Dataset entries:
>>>

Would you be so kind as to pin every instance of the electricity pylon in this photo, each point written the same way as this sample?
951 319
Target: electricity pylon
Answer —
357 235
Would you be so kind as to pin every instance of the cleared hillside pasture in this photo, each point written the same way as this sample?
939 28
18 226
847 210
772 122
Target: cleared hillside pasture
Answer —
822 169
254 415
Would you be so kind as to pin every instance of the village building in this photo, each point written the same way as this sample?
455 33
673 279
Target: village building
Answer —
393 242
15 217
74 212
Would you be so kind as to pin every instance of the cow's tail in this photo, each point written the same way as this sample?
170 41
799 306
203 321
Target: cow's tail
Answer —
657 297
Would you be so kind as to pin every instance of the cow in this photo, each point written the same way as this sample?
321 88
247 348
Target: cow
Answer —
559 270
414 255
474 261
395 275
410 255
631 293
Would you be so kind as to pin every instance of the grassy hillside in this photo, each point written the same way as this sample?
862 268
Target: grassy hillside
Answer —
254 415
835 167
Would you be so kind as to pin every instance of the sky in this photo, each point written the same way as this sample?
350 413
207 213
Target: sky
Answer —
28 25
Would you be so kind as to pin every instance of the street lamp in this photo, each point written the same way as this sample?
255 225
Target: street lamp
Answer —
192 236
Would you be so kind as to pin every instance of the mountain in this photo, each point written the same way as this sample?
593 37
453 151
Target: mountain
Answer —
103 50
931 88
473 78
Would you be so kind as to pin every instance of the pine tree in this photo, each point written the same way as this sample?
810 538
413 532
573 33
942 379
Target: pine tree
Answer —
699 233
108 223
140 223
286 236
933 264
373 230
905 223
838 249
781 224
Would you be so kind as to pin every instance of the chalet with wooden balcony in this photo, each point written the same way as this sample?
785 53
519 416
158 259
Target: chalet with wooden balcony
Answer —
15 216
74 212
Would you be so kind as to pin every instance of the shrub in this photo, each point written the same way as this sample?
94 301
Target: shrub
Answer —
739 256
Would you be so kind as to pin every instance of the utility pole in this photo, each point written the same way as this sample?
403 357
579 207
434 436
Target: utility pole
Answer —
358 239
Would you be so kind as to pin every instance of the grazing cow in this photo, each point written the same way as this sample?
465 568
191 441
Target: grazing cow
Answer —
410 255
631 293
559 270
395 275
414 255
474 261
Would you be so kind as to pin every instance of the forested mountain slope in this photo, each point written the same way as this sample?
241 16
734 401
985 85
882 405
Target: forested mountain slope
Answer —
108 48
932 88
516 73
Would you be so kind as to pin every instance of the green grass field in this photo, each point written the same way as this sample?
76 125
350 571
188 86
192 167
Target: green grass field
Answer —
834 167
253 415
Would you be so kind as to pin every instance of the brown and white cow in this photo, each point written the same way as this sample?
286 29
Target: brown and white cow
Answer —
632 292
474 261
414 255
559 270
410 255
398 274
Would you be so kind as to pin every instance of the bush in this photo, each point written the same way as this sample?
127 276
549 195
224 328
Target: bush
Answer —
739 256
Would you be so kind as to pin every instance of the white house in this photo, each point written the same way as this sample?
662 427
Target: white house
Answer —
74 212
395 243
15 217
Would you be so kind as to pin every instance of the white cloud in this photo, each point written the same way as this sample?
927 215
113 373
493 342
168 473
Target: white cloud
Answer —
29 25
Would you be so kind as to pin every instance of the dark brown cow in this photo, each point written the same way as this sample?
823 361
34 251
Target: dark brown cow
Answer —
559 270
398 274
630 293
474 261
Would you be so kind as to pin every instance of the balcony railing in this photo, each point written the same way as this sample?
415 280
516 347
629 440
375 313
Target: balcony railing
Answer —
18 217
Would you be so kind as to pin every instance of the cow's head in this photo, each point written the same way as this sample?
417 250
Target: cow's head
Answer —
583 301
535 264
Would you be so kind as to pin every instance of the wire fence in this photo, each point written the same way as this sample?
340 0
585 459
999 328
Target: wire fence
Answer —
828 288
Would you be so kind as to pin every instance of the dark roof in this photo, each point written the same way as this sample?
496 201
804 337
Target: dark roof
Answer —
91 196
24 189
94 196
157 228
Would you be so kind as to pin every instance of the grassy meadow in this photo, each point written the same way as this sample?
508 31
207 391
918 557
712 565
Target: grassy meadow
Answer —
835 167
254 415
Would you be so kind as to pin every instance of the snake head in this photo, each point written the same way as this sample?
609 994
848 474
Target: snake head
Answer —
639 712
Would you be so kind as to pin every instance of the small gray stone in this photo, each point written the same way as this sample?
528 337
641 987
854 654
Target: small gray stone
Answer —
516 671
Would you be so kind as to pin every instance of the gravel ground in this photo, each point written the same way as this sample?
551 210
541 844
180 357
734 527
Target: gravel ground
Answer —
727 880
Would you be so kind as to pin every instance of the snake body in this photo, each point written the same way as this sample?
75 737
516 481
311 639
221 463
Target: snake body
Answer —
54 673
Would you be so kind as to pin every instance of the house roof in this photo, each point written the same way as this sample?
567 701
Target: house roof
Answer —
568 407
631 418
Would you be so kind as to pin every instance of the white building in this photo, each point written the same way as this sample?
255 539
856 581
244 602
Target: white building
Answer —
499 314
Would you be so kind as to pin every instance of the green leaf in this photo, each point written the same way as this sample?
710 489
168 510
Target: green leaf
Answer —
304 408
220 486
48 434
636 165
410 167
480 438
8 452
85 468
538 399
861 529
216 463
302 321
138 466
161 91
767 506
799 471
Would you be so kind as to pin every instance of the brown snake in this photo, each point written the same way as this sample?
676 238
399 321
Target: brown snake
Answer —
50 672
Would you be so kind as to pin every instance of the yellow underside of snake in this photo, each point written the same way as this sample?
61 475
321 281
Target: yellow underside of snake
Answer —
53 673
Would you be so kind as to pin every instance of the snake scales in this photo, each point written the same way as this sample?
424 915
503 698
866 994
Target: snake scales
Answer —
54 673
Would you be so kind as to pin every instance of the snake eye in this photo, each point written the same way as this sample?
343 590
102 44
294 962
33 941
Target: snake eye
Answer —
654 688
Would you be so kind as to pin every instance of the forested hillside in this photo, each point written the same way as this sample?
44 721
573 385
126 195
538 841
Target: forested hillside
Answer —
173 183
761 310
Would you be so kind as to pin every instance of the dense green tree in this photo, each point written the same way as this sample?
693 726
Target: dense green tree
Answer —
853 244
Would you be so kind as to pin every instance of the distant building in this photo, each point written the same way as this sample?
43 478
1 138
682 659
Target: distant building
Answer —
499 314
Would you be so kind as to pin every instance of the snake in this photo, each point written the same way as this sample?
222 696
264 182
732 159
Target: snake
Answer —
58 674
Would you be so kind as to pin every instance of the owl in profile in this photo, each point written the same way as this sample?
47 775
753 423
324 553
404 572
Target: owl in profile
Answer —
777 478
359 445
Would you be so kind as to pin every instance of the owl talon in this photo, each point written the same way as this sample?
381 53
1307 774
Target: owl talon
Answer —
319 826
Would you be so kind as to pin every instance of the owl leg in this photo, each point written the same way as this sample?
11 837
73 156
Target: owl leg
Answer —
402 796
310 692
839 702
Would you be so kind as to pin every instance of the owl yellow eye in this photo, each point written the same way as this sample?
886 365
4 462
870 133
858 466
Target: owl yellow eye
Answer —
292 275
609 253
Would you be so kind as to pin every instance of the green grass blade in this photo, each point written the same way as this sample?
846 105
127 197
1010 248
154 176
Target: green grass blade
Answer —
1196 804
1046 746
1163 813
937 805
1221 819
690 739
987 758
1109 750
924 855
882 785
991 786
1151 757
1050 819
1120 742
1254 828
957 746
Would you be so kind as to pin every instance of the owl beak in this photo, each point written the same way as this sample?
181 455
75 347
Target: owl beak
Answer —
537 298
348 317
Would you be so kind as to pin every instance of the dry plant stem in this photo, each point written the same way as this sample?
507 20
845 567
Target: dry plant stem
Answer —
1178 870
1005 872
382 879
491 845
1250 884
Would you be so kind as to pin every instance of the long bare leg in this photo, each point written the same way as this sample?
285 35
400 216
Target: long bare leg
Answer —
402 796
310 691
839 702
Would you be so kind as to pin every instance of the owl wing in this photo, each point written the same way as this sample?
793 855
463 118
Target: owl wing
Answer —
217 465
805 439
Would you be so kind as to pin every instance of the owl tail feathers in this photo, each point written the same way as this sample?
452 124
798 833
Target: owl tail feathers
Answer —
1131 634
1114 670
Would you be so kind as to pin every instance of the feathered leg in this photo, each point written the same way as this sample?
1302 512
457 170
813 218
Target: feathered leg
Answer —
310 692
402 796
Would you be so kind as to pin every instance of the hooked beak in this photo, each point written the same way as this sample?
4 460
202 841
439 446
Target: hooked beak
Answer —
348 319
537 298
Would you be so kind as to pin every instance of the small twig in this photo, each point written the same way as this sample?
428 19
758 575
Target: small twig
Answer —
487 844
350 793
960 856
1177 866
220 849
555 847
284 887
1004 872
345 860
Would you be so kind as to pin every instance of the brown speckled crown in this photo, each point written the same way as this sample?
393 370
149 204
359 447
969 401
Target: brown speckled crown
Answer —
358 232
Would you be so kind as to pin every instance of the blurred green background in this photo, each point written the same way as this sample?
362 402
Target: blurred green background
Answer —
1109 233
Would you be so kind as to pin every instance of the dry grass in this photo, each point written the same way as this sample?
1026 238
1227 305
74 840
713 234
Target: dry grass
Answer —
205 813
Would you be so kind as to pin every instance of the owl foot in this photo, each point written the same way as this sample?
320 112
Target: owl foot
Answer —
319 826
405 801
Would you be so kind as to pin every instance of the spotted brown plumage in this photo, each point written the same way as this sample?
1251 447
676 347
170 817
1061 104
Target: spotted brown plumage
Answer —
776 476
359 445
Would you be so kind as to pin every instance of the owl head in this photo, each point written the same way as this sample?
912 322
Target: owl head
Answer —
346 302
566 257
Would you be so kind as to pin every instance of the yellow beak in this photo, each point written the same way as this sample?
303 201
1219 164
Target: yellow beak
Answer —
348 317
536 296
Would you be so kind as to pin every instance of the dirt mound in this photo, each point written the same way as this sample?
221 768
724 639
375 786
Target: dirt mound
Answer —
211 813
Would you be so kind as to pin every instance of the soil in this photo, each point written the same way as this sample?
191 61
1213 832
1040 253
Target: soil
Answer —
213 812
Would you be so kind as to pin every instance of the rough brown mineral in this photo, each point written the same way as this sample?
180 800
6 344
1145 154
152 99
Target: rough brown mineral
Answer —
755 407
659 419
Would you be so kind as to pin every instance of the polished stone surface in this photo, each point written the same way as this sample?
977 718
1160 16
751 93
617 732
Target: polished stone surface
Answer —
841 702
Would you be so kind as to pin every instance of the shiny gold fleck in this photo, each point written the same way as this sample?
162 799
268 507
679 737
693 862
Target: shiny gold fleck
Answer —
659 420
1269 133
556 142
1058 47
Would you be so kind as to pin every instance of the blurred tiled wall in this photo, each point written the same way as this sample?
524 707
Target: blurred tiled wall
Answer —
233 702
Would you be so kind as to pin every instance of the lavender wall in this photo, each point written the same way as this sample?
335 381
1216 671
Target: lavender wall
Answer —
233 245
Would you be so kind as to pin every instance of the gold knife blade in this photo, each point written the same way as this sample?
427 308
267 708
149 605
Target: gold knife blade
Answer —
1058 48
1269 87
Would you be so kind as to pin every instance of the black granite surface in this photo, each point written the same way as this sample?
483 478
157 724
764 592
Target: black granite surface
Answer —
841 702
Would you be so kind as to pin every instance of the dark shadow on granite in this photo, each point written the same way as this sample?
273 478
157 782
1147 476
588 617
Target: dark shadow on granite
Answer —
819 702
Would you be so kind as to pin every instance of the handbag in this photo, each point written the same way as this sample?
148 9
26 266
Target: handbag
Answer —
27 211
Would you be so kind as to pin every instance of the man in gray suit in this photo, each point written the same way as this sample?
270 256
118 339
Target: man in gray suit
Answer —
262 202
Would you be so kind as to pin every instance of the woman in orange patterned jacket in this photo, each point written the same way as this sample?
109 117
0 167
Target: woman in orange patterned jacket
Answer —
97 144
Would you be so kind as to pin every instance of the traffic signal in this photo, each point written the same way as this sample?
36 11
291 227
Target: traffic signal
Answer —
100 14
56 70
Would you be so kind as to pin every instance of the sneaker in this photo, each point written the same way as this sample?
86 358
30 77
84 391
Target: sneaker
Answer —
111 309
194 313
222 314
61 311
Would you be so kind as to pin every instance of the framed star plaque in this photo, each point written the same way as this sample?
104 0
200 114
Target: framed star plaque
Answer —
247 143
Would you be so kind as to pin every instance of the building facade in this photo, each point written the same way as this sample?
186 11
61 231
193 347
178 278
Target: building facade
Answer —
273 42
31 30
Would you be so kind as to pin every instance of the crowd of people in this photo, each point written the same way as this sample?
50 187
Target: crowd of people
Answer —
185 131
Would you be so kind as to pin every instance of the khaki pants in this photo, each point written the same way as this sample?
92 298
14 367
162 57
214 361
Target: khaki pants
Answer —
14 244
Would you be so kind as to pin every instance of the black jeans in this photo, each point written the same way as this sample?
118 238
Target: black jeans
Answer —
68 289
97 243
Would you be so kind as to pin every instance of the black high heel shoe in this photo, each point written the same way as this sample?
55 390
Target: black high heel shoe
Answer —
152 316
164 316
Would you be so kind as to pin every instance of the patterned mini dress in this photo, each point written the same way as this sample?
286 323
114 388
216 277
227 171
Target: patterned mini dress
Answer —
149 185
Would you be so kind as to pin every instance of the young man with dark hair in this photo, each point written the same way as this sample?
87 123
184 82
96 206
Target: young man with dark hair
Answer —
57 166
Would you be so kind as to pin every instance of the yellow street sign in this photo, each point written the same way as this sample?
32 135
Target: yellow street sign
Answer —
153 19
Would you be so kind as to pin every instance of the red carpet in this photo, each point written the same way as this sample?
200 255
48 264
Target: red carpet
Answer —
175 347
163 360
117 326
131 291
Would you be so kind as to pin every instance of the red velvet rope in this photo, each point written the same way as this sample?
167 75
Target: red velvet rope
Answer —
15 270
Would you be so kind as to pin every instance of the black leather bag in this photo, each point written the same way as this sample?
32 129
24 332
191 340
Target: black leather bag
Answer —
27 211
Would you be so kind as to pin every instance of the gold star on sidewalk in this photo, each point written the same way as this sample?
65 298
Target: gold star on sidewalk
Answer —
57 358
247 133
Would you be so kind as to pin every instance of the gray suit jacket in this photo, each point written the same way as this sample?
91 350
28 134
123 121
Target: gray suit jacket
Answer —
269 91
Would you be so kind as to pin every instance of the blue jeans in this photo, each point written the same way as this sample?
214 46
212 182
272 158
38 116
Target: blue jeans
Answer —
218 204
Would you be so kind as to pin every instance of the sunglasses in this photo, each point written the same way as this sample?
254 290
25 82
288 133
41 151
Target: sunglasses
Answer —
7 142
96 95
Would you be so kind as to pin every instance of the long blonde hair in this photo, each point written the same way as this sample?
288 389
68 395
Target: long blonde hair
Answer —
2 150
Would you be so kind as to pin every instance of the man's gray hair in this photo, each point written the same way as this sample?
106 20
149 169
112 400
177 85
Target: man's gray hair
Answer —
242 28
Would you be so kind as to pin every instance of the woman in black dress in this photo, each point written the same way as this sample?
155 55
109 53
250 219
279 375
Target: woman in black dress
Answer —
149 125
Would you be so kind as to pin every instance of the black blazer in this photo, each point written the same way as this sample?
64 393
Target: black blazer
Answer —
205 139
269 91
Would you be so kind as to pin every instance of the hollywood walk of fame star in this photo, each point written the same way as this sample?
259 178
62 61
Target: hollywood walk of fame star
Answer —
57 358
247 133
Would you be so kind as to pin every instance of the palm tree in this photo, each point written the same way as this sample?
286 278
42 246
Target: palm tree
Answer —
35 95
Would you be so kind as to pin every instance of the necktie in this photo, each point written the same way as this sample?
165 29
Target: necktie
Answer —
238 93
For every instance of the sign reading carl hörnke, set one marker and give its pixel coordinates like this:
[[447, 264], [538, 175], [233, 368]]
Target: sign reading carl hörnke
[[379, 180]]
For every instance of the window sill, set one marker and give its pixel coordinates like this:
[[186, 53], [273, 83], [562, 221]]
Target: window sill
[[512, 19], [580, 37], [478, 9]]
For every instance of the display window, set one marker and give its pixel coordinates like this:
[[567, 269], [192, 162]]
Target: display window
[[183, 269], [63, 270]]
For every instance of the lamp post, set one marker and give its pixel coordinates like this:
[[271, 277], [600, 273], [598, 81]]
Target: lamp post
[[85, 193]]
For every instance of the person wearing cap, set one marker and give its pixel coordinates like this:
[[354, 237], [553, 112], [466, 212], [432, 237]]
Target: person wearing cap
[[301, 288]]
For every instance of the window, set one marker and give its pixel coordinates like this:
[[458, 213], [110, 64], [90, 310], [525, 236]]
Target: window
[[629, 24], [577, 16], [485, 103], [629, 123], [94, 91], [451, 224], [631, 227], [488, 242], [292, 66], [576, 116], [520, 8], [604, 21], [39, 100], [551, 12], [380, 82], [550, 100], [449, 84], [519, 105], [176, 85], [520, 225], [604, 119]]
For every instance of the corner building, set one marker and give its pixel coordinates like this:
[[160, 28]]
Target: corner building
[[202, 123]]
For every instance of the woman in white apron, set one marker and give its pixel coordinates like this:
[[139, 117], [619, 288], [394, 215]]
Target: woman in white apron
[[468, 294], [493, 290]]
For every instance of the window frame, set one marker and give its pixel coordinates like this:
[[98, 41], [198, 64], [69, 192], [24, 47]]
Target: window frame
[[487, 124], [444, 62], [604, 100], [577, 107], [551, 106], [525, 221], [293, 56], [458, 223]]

<<<

Work order: When the string "beak" appears in a line of the records above, that line is to be copied.

Solution below:
Would you be so kind as to pin every instance of the owl beak in this photo, each point written the same way as this sample?
Target: owl beak
Would you be so kind as to pin every instance of the hooked beak in this photo, each point written the same way as this sample?
Target: hooked beak
Would you be so kind as to pin every instance of the yellow beak in this photo, each point written the same way as this sample?
Target: yellow beak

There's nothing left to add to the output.